What is required: Can you give the material again from its start through the line containing "x=217, y=144", both ends included, with "auburn" substituted for "blond" and nothing else changed?

==== Task inputs

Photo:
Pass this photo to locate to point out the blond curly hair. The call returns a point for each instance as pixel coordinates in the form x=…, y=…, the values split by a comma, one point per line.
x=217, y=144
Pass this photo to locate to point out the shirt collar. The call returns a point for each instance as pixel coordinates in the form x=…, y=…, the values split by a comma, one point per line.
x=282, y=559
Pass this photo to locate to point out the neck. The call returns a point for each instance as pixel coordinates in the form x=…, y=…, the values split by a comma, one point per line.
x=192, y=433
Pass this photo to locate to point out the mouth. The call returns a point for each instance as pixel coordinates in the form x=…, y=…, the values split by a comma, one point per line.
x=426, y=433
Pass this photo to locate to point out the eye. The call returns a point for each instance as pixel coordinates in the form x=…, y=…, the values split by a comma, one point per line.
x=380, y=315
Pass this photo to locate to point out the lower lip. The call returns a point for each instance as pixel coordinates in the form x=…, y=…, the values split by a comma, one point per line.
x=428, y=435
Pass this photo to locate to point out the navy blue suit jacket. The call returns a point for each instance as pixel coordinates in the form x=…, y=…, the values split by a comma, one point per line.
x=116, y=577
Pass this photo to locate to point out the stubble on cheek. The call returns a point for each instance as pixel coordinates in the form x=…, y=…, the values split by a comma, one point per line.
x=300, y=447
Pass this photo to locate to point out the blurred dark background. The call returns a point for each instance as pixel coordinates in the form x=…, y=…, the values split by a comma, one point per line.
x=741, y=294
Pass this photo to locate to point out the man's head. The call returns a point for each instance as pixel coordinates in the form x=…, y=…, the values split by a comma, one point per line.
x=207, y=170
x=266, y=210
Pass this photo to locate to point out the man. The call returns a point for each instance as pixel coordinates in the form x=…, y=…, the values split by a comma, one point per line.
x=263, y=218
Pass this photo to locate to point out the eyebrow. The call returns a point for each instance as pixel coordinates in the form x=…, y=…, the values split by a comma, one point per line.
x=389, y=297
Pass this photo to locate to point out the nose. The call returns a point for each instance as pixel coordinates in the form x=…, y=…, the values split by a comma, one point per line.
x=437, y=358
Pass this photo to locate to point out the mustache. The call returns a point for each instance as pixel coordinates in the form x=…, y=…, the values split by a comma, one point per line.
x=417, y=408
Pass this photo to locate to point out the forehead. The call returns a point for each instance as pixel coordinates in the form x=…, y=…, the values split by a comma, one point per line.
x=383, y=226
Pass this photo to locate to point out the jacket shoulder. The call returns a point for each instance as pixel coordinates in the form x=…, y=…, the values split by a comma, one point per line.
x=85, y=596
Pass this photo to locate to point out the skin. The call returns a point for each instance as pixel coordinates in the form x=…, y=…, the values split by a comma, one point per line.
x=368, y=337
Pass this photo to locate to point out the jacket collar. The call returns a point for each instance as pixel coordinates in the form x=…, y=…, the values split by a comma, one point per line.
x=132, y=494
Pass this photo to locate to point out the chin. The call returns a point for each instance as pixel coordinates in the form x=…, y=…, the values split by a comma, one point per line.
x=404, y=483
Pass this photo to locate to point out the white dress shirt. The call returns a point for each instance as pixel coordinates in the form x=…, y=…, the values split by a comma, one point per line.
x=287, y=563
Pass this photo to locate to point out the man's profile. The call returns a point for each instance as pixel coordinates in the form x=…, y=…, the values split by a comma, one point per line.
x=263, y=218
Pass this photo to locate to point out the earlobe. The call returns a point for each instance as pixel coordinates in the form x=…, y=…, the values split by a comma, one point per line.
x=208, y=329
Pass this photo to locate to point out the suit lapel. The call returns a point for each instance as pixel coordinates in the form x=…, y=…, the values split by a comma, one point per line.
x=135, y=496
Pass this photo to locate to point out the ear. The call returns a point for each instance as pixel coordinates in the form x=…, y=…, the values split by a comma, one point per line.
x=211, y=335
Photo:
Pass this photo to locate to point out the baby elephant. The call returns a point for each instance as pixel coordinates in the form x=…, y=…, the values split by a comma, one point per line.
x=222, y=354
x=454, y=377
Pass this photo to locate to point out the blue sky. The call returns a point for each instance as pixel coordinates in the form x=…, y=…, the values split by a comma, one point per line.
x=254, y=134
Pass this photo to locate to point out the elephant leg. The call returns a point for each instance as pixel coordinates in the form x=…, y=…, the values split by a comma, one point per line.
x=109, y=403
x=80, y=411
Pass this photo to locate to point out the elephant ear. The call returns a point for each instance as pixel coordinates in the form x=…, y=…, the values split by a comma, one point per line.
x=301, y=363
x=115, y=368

========

Expected answer:
Photo:
Pass this photo to locate to point out the auburn curly hair. The call returns a point for each instance as pixel coordinates in the form x=…, y=…, the values split by a comma, one point per line.
x=217, y=144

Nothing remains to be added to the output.